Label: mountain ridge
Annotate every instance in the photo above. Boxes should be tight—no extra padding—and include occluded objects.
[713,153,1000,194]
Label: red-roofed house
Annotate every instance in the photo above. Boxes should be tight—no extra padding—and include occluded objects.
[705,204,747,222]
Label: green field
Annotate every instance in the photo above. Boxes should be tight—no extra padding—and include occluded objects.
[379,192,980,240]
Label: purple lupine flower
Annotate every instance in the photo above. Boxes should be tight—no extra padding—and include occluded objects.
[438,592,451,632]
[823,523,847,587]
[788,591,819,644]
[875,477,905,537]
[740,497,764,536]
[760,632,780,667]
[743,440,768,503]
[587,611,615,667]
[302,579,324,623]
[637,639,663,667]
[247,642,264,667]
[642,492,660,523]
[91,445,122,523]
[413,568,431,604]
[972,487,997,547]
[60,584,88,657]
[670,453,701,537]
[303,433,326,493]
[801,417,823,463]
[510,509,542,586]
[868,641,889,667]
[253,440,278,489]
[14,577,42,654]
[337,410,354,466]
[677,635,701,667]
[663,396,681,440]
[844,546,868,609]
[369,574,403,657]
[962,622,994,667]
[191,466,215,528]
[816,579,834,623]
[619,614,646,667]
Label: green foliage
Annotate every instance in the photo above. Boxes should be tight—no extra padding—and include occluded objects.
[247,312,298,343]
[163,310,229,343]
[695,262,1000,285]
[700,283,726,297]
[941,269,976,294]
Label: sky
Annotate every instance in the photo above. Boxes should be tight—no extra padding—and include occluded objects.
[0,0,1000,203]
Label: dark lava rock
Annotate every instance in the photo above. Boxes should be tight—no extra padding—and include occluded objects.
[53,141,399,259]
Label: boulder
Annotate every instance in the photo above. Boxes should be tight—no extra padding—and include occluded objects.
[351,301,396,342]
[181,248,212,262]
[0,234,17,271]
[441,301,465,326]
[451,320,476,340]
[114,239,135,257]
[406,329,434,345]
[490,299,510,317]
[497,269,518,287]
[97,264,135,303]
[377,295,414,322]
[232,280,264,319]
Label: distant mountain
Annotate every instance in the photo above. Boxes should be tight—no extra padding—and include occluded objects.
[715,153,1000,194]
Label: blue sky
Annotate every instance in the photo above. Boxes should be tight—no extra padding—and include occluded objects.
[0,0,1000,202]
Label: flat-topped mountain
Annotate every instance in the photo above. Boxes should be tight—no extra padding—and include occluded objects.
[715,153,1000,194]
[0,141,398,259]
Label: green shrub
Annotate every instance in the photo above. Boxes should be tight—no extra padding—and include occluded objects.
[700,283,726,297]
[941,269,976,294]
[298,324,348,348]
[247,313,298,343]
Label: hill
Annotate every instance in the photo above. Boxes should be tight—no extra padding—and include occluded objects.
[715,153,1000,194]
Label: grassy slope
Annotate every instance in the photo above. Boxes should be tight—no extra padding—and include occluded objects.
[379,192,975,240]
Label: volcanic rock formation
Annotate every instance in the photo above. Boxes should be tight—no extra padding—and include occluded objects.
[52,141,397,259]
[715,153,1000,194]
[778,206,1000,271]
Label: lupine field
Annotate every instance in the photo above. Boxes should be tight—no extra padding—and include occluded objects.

» GOAL: Reproduce every one of the records above word for word, without alteration.

» WORKED SOLUTION:
Label: mountain ridge
Annotate every instance in the photo above. Boxes should be tight—no extra padding—and include occluded objects.
[713,153,1000,194]
Label: red-roofed house
Annotate every instance in the photo above. Boxes should be tight—no extra padding—and include occluded objects.
[705,204,747,222]
Label: green field
Annotate every instance in the photo above. Boxes should be tight—no extra padding—and include occluded objects.
[379,192,980,240]
Label: purple lupine flower
Annotate every instance in the photo above. Boxes should be tight—no extra padding—and include occluded objects.
[438,592,451,632]
[823,523,847,587]
[788,591,819,644]
[875,477,905,537]
[740,497,764,536]
[760,632,780,667]
[743,440,768,503]
[587,611,615,667]
[302,579,324,623]
[637,639,663,667]
[247,642,264,667]
[642,492,660,523]
[91,445,122,523]
[413,568,431,604]
[972,487,997,547]
[60,584,88,657]
[670,453,701,537]
[303,433,326,493]
[801,417,823,463]
[510,509,542,586]
[868,641,889,667]
[253,440,278,489]
[14,577,42,654]
[337,410,354,466]
[677,635,701,667]
[663,396,681,440]
[844,546,868,609]
[369,574,403,657]
[962,622,994,667]
[191,466,215,528]
[816,579,834,623]
[619,614,646,667]
Label: green foliage
Annotate every instance in the photo above. Boxes should be tight—no extra padding—and include occluded objects.
[247,312,298,343]
[163,310,229,343]
[695,262,1000,285]
[700,283,726,297]
[941,269,976,294]
Label: sky
Annotate every instance in the photo above. Boxes should be tight—no extra padding—and include occluded objects.
[0,0,1000,203]
Label: dark lava rock
Annotate every instance in the photo above. Boxes should be tight—no extra padding—and include occluded objects.
[53,141,399,259]
Label: boulder
Annotate every instance in the photo above. Boxes should be tight—no extra padding—and include occluded objects.
[351,301,396,342]
[181,248,212,262]
[0,234,17,271]
[441,301,465,326]
[451,320,476,340]
[114,239,135,257]
[406,329,434,345]
[490,299,510,317]
[497,269,518,287]
[97,264,135,303]
[377,295,414,322]
[232,280,264,319]
Label: distant mountain
Annotate every instance in the photo above. Boxes should be tight—no extra padding—and include occluded objects.
[715,153,1000,194]
Label: blue sky
Annotate every instance in the photo above. Boxes should be tight—no extra padding—and include occluded objects.
[0,0,1000,202]
Label: flat-topped mountain
Annotate every instance in the photo above. Boxes should be tight—no extra padding—and include occluded objects.
[715,153,1000,194]
[0,141,398,259]
Label: green shrub
Annotate every instance in the photo above. Boxes should be tight—no extra padding—and include occluded objects.
[700,283,726,297]
[941,269,976,294]
[298,324,348,348]
[247,313,298,343]
Label: hill
Annotate every instance in the photo above. Boxes should be tight—no extra padding—and include occluded objects.
[715,153,1000,194]
Label: grassy slope
Annotate every instance in the photo above. Boxes should be tight—no extra padding—and include occluded objects.
[379,192,975,240]
Label: volcanic rock formation
Annotate every instance in the photo above. Boxes should be tight—no extra padding—and include occluded objects.
[52,141,397,259]
[715,153,1000,194]
[778,206,1000,271]
Label: lupine field
Annotate every instance in the photo above. Boxes should be tight—no extra padding—and include occluded objects.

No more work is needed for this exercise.